■ 取り組む課題
次の一覧のすべての行を、一行を一つの文字列とするJSONのリストに変換しなさい。空行は含めないこと。

■ 抽出データ
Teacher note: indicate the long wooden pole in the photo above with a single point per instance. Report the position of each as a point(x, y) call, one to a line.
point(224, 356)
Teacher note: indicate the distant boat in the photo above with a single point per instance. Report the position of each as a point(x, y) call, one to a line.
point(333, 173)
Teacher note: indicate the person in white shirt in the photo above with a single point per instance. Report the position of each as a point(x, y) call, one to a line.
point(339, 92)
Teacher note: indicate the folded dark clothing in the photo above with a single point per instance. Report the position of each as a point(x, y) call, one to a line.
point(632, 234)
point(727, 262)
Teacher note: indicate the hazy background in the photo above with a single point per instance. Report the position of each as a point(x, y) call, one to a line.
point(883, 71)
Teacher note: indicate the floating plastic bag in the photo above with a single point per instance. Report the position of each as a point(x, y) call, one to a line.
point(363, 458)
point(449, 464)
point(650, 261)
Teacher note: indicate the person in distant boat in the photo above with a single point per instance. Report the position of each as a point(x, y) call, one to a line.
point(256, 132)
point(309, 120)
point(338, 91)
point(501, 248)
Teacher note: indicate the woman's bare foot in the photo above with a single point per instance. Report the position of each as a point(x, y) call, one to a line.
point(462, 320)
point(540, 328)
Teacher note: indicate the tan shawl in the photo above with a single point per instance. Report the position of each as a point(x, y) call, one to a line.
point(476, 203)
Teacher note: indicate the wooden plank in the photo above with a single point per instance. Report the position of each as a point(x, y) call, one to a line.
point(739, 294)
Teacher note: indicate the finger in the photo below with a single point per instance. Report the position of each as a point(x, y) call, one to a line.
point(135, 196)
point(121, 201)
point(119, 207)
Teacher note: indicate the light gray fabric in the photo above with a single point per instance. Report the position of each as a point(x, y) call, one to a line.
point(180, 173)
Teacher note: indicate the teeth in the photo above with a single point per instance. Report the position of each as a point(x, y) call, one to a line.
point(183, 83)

■ 以下の結果
[
  "Teacher note: indicate the long wooden pole in the photo above with a single point per instance. Report the position of each as a point(x, y) call, one to a line.",
  "point(224, 356)",
  "Teacher note: indicate the distant boat in the photo above with a single point per instance. Report the position of each as a point(x, y) call, one to a line.",
  "point(333, 173)",
  "Teacher note: indicate the person in white shirt in the photo above with a single point per instance. Report the position of each as a point(x, y) call, one to a line.",
  "point(339, 92)",
  "Teacher note: indicate the folded dark clothing in the photo above with a single point per instance. Report the position of each as a point(x, y) call, one to a line.",
  "point(632, 234)",
  "point(727, 262)",
  "Teacher note: indicate the hazy background in the photo above with a single point per instance. Report the position of each as a point(x, y) call, one to a line.",
  "point(883, 71)",
  "Teacher note: indicate the floating plastic bag in the photo above with a single point per instance. Report the position of each as a point(x, y) call, one to a line.",
  "point(363, 458)",
  "point(449, 464)",
  "point(650, 261)",
  "Teacher note: indicate the person in distant boat in the photo above with a single point per instance. Report the position of each as a point(x, y) call, one to a line.",
  "point(256, 132)",
  "point(309, 120)",
  "point(338, 91)",
  "point(501, 248)",
  "Teacher note: indicate the woman's bare foot in the photo above with a single point per instance. Report the position of each as a point(x, y) call, one to a line.",
  "point(462, 320)",
  "point(540, 328)",
  "Teacher note: indicate the tan shawl in the photo above with a single point per instance. Report the position of each as a point(x, y) call, one to a line.",
  "point(476, 203)",
  "Teacher note: indicate the wooden plank in the photo above with a single point per instance. Report the position of each as a point(x, y) call, one to a line.",
  "point(739, 294)",
  "Teacher note: indicate the finger in the photo below with a single point per instance. Report the position of each as a point(x, y) call, one to a line.",
  "point(135, 196)",
  "point(121, 201)",
  "point(119, 207)",
  "Teacher note: indicate the light gray fabric in the photo above with a single point per instance. Report the position of each as a point(x, y) call, one to a line.",
  "point(180, 173)",
  "Teacher note: indicate the teeth in the photo above with a single point per instance. Report the position of each as a point(x, y) call, one to a line.",
  "point(183, 83)"
]